What you will do: Nothing but the lines from the one containing "Query: red pickup truck" through the last line of the entries should appear in the output, each verbatim.
Segment Start: Provided records
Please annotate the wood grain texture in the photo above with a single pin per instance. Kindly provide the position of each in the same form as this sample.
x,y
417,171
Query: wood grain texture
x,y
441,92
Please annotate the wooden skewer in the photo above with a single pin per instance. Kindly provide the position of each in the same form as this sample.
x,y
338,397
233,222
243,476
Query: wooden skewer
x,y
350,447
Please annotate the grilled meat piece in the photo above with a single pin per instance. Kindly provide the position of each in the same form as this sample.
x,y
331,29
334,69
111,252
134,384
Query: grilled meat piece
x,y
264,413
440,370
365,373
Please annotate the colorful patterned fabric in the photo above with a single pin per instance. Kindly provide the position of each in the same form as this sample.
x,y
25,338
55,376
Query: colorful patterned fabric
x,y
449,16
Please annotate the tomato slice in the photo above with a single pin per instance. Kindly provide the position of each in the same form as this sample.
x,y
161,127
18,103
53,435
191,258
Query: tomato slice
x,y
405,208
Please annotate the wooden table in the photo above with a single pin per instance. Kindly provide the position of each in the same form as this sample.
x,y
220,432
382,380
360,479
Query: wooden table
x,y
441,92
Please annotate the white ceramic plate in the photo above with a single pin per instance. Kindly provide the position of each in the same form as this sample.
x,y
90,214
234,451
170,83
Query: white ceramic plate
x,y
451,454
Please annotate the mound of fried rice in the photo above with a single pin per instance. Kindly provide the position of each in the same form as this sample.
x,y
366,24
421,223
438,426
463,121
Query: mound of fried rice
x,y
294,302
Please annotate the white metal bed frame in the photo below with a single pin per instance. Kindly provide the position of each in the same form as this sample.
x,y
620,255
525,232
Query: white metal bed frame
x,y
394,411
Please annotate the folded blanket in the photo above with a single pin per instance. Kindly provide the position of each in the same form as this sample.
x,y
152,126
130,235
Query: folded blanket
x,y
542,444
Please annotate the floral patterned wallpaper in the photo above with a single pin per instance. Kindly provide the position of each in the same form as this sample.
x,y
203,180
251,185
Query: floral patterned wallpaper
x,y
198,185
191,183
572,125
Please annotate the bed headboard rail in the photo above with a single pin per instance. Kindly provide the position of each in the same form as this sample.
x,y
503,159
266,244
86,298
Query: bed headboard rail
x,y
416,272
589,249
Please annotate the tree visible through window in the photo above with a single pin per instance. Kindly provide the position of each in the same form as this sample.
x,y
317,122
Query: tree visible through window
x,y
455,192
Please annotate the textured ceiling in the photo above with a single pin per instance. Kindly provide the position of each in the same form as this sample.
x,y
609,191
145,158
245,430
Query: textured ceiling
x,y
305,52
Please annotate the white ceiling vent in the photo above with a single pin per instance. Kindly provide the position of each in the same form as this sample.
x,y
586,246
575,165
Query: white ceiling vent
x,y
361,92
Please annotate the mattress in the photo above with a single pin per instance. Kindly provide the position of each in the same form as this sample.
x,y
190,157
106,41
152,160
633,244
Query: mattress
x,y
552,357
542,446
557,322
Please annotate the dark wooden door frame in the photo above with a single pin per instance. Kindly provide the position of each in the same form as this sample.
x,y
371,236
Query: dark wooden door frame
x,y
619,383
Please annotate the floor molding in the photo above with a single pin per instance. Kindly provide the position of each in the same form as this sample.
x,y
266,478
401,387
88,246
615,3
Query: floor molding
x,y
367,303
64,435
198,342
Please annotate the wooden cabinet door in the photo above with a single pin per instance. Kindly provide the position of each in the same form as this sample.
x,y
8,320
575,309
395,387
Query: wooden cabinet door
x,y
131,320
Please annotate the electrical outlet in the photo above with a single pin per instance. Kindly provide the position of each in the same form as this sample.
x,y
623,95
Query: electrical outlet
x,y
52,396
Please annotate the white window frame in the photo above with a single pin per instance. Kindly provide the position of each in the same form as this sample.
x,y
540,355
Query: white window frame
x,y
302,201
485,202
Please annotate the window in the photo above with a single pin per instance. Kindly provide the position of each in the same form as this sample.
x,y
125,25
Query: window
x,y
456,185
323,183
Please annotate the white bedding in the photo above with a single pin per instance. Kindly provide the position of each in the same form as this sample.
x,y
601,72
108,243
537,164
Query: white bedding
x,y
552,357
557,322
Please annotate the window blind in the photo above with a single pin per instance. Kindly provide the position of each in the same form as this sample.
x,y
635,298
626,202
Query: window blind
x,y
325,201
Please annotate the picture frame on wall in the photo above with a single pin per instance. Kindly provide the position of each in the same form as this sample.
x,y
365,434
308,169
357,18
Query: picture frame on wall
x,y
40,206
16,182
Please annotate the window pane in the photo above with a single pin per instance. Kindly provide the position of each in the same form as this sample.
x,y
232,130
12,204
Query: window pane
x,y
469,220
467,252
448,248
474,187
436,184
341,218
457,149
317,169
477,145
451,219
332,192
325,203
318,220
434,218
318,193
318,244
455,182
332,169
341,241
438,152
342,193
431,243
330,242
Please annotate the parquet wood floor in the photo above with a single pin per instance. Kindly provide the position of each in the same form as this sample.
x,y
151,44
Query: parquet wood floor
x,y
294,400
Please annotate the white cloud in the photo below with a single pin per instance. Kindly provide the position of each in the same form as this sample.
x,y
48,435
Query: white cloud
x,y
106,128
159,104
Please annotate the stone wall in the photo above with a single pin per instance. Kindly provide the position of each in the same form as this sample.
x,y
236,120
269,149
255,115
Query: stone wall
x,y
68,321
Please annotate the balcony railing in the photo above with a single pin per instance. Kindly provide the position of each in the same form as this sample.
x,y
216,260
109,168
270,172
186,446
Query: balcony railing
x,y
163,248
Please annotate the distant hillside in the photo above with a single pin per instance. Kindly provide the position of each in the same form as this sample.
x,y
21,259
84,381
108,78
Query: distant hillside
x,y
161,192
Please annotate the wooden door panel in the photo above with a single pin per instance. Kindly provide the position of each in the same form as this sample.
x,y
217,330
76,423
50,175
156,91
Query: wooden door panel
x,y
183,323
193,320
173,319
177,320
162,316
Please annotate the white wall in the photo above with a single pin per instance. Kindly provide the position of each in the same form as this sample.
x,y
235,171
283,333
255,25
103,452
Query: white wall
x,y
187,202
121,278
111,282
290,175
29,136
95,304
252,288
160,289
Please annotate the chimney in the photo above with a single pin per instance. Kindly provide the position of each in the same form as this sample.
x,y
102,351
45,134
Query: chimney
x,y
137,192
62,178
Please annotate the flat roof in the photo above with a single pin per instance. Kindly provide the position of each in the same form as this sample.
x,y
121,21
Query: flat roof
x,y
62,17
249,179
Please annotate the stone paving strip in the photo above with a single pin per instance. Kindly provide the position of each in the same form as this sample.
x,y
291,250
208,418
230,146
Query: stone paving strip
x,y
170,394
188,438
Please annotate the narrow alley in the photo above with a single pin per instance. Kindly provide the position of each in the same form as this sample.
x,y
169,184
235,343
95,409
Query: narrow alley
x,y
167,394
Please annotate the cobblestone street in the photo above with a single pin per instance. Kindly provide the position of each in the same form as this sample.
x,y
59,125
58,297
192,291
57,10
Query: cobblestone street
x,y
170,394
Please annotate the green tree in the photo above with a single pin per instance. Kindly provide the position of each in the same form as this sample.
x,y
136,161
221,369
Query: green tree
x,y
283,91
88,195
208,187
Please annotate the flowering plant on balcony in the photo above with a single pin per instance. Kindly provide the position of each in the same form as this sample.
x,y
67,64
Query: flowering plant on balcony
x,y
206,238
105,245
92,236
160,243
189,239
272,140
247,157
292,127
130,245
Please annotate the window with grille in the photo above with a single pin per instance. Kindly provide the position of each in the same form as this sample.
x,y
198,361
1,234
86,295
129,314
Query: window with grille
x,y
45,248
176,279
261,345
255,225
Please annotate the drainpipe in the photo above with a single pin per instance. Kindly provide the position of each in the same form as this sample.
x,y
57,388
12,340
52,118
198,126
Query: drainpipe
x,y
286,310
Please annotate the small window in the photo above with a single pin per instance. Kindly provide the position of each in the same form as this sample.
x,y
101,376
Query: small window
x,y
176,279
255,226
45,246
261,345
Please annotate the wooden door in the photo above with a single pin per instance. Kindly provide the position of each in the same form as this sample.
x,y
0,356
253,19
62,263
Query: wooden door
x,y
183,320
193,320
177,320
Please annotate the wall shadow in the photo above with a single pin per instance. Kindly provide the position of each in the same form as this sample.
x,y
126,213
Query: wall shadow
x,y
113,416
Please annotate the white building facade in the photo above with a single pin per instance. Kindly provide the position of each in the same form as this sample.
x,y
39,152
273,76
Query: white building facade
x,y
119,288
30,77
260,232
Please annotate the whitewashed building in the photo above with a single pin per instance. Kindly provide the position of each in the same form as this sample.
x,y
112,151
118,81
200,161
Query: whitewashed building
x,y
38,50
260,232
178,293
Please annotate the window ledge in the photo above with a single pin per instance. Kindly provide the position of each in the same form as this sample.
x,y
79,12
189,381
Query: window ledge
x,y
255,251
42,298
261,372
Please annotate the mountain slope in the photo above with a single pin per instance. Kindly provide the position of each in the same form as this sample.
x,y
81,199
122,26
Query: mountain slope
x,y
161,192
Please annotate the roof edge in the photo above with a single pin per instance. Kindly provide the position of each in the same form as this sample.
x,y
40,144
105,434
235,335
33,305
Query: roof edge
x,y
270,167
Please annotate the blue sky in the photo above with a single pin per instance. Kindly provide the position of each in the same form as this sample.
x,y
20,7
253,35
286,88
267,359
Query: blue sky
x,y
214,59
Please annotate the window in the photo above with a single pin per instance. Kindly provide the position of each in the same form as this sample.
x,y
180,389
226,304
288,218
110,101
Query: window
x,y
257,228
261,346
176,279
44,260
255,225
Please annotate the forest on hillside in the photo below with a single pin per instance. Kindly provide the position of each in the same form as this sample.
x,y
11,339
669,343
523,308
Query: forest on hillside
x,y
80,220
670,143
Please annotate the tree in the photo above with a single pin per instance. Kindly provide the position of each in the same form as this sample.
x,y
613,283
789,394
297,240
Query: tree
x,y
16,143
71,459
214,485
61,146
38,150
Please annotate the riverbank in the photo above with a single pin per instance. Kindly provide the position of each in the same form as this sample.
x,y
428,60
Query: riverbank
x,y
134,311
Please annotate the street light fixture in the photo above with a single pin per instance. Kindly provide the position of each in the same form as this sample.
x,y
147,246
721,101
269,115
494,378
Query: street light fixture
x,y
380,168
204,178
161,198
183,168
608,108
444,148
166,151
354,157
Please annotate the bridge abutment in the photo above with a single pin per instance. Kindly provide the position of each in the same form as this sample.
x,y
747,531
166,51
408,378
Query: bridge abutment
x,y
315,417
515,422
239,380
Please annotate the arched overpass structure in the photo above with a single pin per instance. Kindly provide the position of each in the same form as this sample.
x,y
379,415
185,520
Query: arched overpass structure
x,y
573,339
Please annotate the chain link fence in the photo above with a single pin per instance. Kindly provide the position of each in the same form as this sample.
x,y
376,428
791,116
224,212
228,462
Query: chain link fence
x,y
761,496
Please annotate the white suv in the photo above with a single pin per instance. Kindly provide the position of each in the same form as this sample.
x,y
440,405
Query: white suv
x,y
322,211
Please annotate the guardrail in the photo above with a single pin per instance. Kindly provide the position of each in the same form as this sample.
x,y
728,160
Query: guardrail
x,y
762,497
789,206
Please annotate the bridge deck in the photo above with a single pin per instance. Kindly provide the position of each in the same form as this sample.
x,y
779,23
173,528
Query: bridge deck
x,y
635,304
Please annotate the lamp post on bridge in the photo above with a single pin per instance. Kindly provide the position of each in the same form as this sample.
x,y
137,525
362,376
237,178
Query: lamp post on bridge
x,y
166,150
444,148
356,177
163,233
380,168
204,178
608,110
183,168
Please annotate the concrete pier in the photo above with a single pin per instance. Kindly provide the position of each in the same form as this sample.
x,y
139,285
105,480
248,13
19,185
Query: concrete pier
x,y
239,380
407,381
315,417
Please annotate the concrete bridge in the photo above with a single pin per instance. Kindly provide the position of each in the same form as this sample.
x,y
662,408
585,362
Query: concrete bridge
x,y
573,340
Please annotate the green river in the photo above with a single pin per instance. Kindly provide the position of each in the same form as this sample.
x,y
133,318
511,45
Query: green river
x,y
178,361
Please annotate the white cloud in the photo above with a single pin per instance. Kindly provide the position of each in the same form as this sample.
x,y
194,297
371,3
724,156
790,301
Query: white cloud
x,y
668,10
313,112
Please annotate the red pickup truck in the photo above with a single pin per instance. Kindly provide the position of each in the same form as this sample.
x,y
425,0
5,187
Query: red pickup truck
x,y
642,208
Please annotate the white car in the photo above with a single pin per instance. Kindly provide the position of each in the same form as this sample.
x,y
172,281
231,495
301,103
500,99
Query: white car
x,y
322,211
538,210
Segment End: Provided records
Exercise answer:
Query: red pickup truck
x,y
642,208
Please annotate the white car in the photo above with a single pin per instance. Kindly provide the position of each in the same form as this sample.
x,y
172,281
231,495
301,103
500,99
Query: white car
x,y
322,211
538,210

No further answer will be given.